Available records:
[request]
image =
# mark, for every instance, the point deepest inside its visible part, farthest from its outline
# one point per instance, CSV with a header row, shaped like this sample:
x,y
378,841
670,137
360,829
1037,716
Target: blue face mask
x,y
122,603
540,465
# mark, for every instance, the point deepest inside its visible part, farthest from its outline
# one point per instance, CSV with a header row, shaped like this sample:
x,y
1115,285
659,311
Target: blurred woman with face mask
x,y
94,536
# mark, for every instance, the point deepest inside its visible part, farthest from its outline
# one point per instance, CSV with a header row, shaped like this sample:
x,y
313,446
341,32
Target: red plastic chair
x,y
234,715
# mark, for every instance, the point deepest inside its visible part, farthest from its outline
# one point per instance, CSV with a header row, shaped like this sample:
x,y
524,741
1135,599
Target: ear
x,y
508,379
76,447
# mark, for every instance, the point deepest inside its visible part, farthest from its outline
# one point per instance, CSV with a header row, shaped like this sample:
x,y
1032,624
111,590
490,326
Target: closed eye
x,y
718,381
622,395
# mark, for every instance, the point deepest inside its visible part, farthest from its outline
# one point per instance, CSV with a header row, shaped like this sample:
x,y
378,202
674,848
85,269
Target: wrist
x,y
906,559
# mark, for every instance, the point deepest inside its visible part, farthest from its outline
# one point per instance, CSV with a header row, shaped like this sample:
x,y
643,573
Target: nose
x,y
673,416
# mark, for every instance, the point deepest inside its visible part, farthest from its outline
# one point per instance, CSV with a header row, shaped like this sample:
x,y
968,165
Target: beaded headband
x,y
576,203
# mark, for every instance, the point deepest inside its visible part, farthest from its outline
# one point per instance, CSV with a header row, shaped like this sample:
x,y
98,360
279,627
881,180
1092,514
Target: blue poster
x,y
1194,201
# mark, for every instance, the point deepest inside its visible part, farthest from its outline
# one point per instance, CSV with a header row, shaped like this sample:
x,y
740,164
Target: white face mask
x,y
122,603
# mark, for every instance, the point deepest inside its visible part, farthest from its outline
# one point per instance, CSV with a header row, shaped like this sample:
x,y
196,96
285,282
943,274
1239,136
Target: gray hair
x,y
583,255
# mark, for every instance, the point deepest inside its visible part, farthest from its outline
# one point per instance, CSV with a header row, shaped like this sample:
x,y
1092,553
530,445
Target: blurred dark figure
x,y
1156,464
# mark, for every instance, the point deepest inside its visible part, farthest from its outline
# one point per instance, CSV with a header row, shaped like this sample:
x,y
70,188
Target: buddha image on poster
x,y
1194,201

Given task: Hand back the material above in full, exactly as written.

Reply to the task:
[request]
image =
# mark, for every instance, the point deepest inside its visible part, farthest from its outline
# one point per instance, CSV with a header row, shaped like this sample:
x,y
378,841
670,137
360,829
1037,716
Target: blue face mask
x,y
122,603
540,465
# mark, for every instance, the point deepest inside its visible part, farthest from its outline
# one point per instance, CSV with a header row, shaped like this sample:
x,y
1115,285
659,311
Target: blurred woman with face mask
x,y
94,536
# mark, for every instance, the point deepest inside its visible part, farthest from its outline
# one point per instance, CSV with a header row, shaped like this sample:
x,y
313,446
341,32
Target: red plastic chair
x,y
234,715
# mark, for every instance, the point deepest inside its visible part, farthest from its outline
# one point per instance, CSV with a header row, shaped like this sample:
x,y
524,741
1135,599
Target: ear
x,y
508,379
76,447
# mark, for every instance, the point deepest inside its visible part, farthest from its outline
# one point per instance, CSV with a header row, shaped like this sample:
x,y
1032,624
111,590
490,326
Target: closed eye
x,y
718,381
622,395
# mark, for every instance, the point deepest inside its visible part, farthest from its outline
# one point per instance, CSV with a header row, shaped like this sample:
x,y
378,202
674,848
85,269
Target: wrist
x,y
906,559
# mark, for every instance, the point deepest inside its visible part, farthest from its outline
# one point per instance, CSV with a header row, shaped like this sample:
x,y
643,573
Target: nose
x,y
673,416
# mark, for every instance, the point deepest inside its visible part, farthest from its outline
# one point per instance, CSV with a header row, shaped like this sample:
x,y
968,165
Target: beaded headband
x,y
576,203
# mark, for every instance, the point deepest inside its visible part, farthest from its outline
# one point per instance, CSV with a header row, shaped like this sample:
x,y
98,360
279,627
881,180
1092,514
Target: blue poster
x,y
1194,201
# mark, for every instance, the point deepest inside its visible part, farthest from its outline
# one point per instance, CSV with a header row, shaped like this sample:
x,y
740,164
Target: white face mask
x,y
122,603
# mark, for every instance, the point deepest inside its visible part, farthest from its outline
# one point per instance, CSV with a header row, shaped like this sample:
x,y
196,96
285,282
943,274
1239,136
Target: gray hair
x,y
583,255
# mark, for every instance, the point deepest inside its visible part, farthest from its outline
# one point per instance, CSV with a header row, shaped like this sample:
x,y
1092,553
530,445
Target: blurred dark figure
x,y
1156,464
# mark, for every instance, the point deepest inside its visible part, farthest from its outline
# one point per instance, CSV with a header row, shaped like this sample:
x,y
70,188
Target: buddha image on poster
x,y
1194,201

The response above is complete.